--- START OF RAW DATA ---

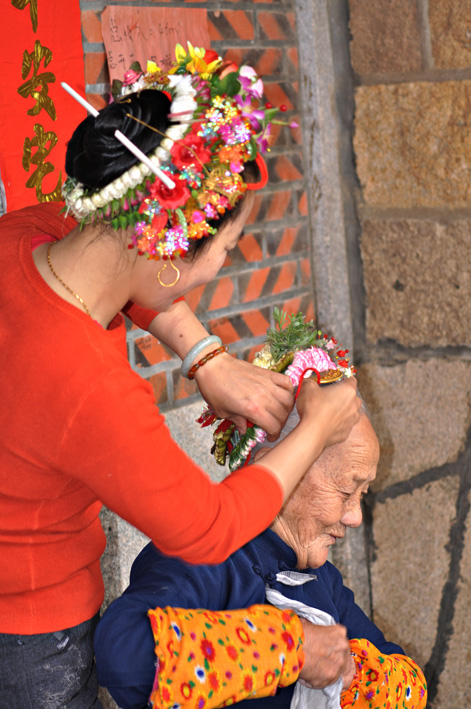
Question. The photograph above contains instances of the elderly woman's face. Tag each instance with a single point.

--- END OF RAW DATA ---
--- START OF RAW DATA ---

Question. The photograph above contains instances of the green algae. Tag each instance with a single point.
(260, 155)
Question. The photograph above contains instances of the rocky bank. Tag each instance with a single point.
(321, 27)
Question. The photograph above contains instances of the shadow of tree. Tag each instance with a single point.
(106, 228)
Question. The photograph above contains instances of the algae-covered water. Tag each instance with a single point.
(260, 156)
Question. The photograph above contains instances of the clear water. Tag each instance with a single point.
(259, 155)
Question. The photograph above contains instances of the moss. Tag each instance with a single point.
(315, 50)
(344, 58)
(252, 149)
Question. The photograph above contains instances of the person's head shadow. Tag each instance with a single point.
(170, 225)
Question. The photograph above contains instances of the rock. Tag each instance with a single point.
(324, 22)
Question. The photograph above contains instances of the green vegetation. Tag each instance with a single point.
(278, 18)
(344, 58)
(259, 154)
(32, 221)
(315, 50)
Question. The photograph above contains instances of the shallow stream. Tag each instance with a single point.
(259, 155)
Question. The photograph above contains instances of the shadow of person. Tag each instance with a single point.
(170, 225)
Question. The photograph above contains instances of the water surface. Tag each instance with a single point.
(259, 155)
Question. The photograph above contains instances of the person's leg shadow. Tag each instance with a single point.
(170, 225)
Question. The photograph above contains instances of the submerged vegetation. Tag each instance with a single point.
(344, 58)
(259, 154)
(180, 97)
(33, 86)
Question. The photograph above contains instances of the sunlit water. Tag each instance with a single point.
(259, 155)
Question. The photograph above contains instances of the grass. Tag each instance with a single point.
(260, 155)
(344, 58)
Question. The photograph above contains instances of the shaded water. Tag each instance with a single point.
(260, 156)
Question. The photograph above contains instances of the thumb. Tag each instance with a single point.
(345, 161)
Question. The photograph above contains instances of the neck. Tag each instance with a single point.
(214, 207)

--- END OF RAW DATA ---

**THE PROBLEM:**
Count the lines in the items above that contain the word "water" and reply with that number alone.

**OUTPUT FOR THIS TASK:**
5